** Start of Records supplied **

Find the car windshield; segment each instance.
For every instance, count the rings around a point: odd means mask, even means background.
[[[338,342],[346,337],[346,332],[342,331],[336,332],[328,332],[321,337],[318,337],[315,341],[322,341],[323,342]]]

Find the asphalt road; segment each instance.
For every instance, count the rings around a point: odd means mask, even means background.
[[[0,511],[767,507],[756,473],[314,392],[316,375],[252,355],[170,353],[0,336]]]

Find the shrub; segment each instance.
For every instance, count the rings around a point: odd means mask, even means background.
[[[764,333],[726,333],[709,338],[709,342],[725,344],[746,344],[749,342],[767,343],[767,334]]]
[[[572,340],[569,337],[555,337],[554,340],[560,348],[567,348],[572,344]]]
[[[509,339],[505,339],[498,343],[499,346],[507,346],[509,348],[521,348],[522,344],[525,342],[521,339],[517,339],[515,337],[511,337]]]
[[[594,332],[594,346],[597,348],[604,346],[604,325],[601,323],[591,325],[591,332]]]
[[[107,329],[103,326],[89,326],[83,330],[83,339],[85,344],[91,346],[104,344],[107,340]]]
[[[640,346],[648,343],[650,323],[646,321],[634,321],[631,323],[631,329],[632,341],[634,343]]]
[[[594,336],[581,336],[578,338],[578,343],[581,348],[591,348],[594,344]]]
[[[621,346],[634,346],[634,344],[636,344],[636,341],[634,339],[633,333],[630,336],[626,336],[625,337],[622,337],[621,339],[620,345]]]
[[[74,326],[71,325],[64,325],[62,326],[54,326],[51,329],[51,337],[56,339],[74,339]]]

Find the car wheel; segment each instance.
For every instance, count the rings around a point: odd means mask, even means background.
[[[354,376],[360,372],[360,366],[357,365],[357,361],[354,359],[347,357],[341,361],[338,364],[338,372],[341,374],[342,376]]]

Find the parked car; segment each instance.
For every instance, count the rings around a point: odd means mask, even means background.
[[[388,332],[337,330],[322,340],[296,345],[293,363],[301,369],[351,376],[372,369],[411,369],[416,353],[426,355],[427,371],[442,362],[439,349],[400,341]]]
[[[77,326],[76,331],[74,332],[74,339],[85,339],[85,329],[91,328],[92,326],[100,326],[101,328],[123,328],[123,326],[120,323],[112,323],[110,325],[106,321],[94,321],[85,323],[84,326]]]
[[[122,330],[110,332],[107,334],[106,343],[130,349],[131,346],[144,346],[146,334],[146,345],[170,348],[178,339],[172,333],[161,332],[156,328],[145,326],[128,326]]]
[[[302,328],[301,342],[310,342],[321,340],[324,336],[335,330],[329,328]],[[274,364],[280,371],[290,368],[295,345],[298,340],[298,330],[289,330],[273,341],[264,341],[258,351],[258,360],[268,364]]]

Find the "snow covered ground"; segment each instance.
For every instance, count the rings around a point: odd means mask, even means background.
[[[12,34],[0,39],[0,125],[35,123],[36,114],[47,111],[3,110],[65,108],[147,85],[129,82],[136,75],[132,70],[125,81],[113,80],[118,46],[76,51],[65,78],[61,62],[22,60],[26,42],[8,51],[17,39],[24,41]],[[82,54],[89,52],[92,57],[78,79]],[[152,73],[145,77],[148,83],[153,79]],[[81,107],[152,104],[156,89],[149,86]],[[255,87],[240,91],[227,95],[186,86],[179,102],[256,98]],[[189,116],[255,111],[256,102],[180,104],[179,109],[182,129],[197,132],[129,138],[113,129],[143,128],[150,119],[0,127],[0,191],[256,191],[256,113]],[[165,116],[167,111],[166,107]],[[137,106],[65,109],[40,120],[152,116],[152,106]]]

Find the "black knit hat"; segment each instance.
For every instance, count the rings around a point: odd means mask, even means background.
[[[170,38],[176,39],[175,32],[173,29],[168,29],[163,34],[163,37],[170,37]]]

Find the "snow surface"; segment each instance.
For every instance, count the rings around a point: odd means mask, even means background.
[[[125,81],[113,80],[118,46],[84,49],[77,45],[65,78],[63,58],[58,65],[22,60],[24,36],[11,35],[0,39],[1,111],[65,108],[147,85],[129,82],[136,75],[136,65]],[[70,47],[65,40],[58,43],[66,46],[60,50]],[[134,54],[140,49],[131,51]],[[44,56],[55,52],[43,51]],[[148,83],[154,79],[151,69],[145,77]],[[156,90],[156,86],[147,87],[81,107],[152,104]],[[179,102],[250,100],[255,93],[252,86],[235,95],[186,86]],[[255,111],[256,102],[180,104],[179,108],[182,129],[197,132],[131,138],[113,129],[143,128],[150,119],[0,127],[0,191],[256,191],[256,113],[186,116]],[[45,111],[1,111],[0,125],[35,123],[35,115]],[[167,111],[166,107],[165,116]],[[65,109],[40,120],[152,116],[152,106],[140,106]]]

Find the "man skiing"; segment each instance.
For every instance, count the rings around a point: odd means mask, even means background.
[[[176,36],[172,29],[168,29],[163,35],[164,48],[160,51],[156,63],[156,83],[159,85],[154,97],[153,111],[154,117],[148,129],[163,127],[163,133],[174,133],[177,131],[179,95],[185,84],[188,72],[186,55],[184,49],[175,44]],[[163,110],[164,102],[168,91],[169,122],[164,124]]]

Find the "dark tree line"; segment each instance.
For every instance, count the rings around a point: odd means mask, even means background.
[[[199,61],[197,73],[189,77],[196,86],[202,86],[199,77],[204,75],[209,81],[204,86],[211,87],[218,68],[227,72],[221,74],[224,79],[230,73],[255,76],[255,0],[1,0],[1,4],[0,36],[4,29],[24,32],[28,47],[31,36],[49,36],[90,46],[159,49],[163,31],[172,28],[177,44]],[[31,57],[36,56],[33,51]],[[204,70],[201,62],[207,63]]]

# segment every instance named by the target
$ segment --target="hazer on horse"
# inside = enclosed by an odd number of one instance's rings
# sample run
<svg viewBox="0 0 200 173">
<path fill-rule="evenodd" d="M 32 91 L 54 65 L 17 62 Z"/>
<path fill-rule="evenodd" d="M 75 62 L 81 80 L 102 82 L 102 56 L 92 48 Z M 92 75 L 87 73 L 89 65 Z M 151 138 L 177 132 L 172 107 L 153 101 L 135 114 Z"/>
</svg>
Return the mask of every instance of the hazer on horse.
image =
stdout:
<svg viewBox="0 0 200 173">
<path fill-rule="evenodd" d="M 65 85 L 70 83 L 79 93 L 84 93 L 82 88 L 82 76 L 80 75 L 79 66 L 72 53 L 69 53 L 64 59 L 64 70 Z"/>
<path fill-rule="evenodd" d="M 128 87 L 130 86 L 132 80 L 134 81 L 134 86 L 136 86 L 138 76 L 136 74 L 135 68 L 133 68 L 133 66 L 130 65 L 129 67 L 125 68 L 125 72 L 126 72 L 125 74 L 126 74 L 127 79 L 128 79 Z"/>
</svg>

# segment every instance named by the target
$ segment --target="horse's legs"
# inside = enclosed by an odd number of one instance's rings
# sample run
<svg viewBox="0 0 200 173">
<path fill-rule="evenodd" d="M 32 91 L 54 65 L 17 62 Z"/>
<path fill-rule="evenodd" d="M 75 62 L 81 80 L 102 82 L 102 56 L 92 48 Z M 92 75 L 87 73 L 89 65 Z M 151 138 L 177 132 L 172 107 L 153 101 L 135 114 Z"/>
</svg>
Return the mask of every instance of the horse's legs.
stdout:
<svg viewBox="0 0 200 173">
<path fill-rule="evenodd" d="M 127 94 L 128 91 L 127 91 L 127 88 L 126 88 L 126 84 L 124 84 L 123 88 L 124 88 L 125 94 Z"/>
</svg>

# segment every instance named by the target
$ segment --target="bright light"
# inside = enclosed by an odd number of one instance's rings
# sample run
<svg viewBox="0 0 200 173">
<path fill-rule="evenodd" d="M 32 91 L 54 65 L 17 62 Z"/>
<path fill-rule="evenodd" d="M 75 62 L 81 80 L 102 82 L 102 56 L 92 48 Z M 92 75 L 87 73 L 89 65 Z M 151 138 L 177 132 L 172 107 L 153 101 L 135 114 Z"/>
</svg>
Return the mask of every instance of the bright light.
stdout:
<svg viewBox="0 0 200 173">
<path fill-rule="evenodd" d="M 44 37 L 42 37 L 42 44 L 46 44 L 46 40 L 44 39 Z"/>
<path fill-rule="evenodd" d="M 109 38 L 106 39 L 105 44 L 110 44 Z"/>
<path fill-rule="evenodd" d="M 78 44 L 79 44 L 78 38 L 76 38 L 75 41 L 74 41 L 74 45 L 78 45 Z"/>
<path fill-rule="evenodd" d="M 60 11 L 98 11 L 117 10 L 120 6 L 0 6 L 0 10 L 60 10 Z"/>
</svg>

** End of Records supplied **

== Exercise details ==
Collect every line of the listing that contains the word "snow".

== Exercise answer ==
Find the "snow covered ground"; segment each instance.
Find the "snow surface"; segment each instance.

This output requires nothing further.